● Exercise instructions:
**1.** Retype the part of the article on China's Shenzhou-9 launch starting with "The trickiest part" and going on through "of the business.".
**2.** Answer these questions about the article on China's Shenzhou-9 launch:
(a) How old is Liu Yang?
(b) About how high above Earth is the Tiangong 1 module orbiting?
(c) By what year do the Chinese say they will build their own smaller space station?
**3.** Proceed with the article on China's Shenzhou-9 launch from its final sentence.

● Document extract:
China launches rocket carrying its first female astronaut
Los Angeles Times June 16, 2012
BEIJING — It might not be a giant step for mankind, but Saturday’s launch of a piloted space capsule known as Shenzhou-9 marks China’s breakthrough into the exclusive club once made up only of the United States and Russia.
And as far as womankind is concerned, there is another first. One of the three astronauts in the capsule is a woman, 33-year-old Liu Yang, the first Chinese woman in space.
Shenzhou-9 was launched at 6:37 p.m (local time) against a vivid blue sky from the Jiuquan space station at the edge of the Gobi Desert. Televised nationally, the launch prompted a round of applause in the command center as the capsule separated from its carrier rocket and entered orbit.
“Today’s successful launch is a great first step,” said CCTV host Kang Hui. “I hope the astronauts will bring us more good news like this in the coming days.”
The trickiest part of the mission will come when the capsule docks with the Tiangong 1 space module, a prototype of a space station about the size of a school bus, which is orbiting about 213 miles above Earth. The docking is expected Monday.
The same docking procedure was carried out in November 2011 by an unmanned capsule, the Shenzhou 8, by remote control, but the degree of difficulty is higher when carrying a crew.
During the 13-day mission, the astronauts will conduct various experiments, including some using butterflies.
China’s appetite and budget for space exploration appears to be growing at a time when others are getting out of the business.
China’s objective is to test docking mechanisms and life-support systems that will be essential if China is to achieve its long-term objective of building and operating its own space station. The Chinese have also said they want to send a man to the moon.
“Docking technology is the foundation for the construction of a space station,” said Wu Ping, a spokeswoman for the space program, during a televised press conference Friday.
The Chinese were excluded from the International Space Station by a vote of the U.S. Congress, citing fears of technology transfers. The Chinese have said they will build their own smaller station — about 60 tons — by 2020, the same year that funding for the International Space Station expires.

● Supplied material:
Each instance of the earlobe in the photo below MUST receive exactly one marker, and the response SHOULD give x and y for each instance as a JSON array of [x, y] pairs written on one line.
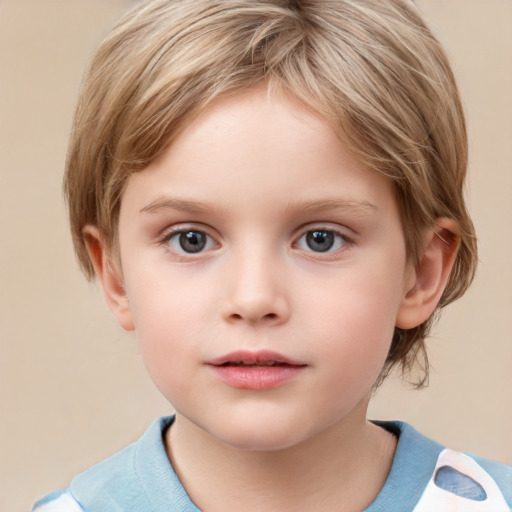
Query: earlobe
[[109, 276], [427, 281]]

● Answers for the exercise:
**1.**
The trickiest part of the mission will come when the capsule docks with the Tiangong 1 space module, a prototype of a space station about the size of a school bus, which is orbiting about 213 miles above Earth. The docking is expected Monday.
The same docking procedure was carried out in November 2011 by an unmanned capsule, the Shenzhou 8, by remote control, but the degree of difficulty is higher when carrying a crew.
During the 13-day mission, the astronauts will conduct various experiments, including some using butterflies.
China’s appetite and budget for space exploration appears to be growing at a time when others are getting out of the business.

**2.**
(a) 33
(b) About 213 miles
(c) 2020

**3.**
“Ironically, by the time they finish their space station in the early 2020s, the Chinese might be the only people left up there. Absent changes in current U.S., Russian and European space policies, the International Space Station will be decommissioned and deorbited in 2020,” noted analyst Gregory Kulacki in a report last week by the Union of Concerned Scientists.
The Chinese sent their first man into space in 2003.
As latecomers to the space race, the Chinese are still substantially behind, perhaps by as much as 40 years in the estimation of Morris Jones, an Australian scholar who published a book on the Chinese space industry.
“Right now, the Chinese space program is roughly the same as the American space program towards the very end of the 1960s, though clearly they are not in a position to fly to the moon,” said Jones.
Jones sees China’s space ambitions in much the same light as the U.S. and Russia’s, serving military, technological and propaganda goals.
“Human spaceflight is a very advanced achievement, and China is attempting to show its growing strength,” he said.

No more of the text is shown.